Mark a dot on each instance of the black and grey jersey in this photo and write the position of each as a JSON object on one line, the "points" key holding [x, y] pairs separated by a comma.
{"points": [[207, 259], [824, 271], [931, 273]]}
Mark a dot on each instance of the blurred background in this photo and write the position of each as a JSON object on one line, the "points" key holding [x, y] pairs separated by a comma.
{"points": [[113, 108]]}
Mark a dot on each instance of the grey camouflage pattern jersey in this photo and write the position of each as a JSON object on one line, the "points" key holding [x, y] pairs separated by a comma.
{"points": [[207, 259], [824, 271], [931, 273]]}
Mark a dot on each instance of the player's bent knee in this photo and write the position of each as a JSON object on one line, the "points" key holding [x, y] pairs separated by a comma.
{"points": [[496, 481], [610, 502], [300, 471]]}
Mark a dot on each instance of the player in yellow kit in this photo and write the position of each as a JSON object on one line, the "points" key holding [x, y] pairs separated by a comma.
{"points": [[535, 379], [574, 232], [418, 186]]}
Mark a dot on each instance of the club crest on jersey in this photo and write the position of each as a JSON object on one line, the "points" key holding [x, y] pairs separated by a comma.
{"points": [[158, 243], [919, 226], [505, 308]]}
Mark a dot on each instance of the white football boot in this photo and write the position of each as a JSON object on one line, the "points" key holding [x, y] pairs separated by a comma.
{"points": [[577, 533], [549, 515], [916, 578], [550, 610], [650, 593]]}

* * *

■ **PROBLEM STATEMENT**
A word-for-word copy of all the entries is required.

■ **OUTPUT BELOW**
Mark a dot on each instance of the black and grey jersey in this photo and write the position of each as a JSON object on one line, the "points" key holding [x, y] pairs separated by a comma.
{"points": [[207, 259], [824, 271], [931, 273]]}
Mark a dot on each instance of the blurred background in this photo and write the position of each as a JSON object on one line, the "points" key holding [x, y] pairs separated by a comma.
{"points": [[113, 108]]}
Mark a dot on each instance of the grey camouflage pattern jersey in this photo and write the position of each as a JSON object on one line, the "points" key holding [x, y] pairs separated by a comma.
{"points": [[207, 259], [824, 271], [931, 273]]}
Mark a dot on each instance of the player's bent knee in this photo and write the position of each as a JSON object on one line, the "points" key holding [x, y] pairs separated by a comma.
{"points": [[496, 481], [610, 502], [300, 471]]}
Mark a dot on each instance of the player in yellow kit in this photo and write the position of each as a JSON object on one line, the "points" key holding [x, y] pairs separated by a comma.
{"points": [[535, 379], [574, 232], [418, 186]]}
Mark a dot on each instance of the club crest on jersey in this photo and write the position of each as a JSON object on one line, the "points" key holding [x, y] pairs separated by a comma.
{"points": [[158, 243], [919, 226], [505, 308]]}
Mark a dot on each instance of the white football boot in this photo and write the position of each as a JSON object on one line, the "points" key holding [x, y] pairs separated by a comma.
{"points": [[577, 533], [549, 515], [916, 578], [550, 610], [650, 593]]}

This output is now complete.